* START *

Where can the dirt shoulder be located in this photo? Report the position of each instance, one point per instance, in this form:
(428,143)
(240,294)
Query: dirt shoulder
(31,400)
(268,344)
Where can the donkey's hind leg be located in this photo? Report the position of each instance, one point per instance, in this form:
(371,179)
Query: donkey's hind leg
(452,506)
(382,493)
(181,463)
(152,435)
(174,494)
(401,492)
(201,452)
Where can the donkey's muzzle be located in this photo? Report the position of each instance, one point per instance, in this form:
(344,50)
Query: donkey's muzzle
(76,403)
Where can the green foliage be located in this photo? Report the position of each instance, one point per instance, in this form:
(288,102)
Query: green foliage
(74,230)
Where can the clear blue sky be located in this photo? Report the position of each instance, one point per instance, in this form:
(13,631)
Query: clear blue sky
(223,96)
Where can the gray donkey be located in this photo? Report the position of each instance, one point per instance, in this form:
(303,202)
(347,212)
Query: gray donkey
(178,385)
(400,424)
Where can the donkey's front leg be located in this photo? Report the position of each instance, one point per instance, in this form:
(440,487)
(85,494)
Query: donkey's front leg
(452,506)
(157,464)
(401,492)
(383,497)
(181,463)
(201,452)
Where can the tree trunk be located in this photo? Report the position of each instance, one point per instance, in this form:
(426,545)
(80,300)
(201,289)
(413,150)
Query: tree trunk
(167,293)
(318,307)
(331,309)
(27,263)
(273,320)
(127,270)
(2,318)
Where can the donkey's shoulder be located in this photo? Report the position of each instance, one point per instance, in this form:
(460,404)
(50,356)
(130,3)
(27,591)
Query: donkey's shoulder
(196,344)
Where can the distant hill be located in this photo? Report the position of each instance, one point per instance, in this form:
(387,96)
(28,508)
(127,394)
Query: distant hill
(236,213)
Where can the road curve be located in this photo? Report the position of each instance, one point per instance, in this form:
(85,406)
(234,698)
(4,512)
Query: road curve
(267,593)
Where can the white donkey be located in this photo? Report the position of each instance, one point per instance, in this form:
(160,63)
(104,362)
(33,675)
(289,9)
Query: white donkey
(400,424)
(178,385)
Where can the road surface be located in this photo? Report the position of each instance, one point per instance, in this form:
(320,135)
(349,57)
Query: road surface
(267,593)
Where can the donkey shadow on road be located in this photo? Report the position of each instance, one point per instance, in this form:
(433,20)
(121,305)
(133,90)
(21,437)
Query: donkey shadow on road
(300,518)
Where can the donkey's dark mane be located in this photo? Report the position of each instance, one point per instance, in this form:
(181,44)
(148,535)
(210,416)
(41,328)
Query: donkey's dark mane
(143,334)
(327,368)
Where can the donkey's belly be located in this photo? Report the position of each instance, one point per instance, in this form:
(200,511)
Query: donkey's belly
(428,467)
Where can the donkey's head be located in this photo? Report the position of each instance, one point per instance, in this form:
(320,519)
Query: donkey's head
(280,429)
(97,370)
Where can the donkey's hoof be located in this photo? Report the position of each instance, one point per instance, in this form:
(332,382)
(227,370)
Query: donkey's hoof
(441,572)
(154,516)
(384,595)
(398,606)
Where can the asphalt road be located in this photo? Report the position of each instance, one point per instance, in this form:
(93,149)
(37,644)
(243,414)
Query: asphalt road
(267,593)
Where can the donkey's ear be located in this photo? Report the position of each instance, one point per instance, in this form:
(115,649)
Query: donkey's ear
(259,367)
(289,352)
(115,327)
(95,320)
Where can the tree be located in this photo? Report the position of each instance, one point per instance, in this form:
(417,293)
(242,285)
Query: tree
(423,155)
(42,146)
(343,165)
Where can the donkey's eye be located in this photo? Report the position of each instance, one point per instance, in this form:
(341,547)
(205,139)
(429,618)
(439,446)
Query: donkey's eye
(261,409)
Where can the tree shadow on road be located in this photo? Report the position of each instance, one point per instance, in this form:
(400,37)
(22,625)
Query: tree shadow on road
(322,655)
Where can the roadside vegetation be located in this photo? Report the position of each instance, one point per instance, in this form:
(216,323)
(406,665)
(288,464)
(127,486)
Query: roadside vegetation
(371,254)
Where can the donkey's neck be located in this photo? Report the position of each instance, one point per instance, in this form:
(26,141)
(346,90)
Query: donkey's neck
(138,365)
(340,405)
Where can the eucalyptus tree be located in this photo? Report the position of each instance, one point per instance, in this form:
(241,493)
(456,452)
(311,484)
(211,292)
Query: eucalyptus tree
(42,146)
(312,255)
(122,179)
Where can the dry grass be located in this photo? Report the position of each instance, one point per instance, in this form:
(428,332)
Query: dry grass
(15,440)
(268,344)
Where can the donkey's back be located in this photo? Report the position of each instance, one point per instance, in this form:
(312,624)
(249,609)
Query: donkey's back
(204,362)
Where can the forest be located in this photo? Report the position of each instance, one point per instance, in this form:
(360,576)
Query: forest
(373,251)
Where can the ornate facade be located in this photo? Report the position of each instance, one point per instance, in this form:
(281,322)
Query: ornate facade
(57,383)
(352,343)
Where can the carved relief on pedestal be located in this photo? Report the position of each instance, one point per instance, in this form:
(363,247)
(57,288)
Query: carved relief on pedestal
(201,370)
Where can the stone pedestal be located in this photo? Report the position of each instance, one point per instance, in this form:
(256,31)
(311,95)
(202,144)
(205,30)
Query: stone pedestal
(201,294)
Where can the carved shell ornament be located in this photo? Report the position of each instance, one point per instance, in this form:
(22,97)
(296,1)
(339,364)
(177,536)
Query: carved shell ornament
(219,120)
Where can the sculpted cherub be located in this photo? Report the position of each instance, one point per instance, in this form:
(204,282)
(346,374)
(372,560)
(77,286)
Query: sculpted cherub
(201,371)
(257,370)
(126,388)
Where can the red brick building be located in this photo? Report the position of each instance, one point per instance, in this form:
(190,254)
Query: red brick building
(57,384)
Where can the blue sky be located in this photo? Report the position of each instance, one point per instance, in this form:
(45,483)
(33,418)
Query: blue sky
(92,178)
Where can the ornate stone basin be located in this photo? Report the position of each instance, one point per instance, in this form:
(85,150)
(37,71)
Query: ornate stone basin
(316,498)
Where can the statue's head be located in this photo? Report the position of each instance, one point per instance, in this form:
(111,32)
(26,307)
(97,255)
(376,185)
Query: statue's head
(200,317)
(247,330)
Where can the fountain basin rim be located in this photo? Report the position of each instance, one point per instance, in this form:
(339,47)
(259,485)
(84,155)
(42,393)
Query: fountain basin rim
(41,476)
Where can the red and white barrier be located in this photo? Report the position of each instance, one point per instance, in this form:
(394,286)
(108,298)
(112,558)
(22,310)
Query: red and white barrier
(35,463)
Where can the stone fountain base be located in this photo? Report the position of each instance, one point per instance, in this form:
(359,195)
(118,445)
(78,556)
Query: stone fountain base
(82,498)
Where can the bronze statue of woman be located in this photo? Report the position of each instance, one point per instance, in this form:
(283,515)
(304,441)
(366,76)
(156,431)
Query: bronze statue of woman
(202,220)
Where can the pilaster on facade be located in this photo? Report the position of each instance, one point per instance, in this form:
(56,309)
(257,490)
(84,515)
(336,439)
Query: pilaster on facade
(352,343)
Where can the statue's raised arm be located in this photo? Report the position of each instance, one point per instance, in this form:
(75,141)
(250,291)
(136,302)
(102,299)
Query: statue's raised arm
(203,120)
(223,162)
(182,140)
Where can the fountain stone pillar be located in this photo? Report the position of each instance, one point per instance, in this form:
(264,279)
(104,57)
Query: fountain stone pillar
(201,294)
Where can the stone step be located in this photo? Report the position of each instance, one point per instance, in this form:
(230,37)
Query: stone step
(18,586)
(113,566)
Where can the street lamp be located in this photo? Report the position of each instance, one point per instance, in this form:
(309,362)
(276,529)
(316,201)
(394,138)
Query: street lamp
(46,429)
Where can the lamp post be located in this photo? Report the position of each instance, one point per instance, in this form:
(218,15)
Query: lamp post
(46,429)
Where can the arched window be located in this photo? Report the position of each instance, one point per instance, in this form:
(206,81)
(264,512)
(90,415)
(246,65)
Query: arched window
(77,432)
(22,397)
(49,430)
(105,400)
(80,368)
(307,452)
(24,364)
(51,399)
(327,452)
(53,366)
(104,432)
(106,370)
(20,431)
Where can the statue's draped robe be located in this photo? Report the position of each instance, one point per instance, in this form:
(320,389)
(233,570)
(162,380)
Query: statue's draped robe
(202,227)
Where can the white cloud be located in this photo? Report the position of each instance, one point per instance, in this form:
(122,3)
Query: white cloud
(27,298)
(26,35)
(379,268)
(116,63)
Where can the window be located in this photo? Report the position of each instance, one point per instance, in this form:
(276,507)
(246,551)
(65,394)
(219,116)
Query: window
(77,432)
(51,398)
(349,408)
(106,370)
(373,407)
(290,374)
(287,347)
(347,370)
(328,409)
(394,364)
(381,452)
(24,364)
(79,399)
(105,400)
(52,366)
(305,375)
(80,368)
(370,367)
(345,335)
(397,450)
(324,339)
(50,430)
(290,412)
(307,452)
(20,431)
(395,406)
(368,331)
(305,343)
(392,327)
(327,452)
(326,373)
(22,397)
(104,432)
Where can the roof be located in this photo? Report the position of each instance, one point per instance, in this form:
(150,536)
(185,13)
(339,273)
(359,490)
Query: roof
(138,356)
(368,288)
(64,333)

* END *

— Task statement —
From the line that contains "Where can the roof" down to the last line of the listing above, repeat each line exactly, and include nothing else.

— Full solution —
Where can the roof be located in this photo? Report the position of each instance, one point per instance, in this form:
(150,536)
(185,13)
(339,273)
(359,490)
Query: roof
(138,356)
(368,288)
(64,333)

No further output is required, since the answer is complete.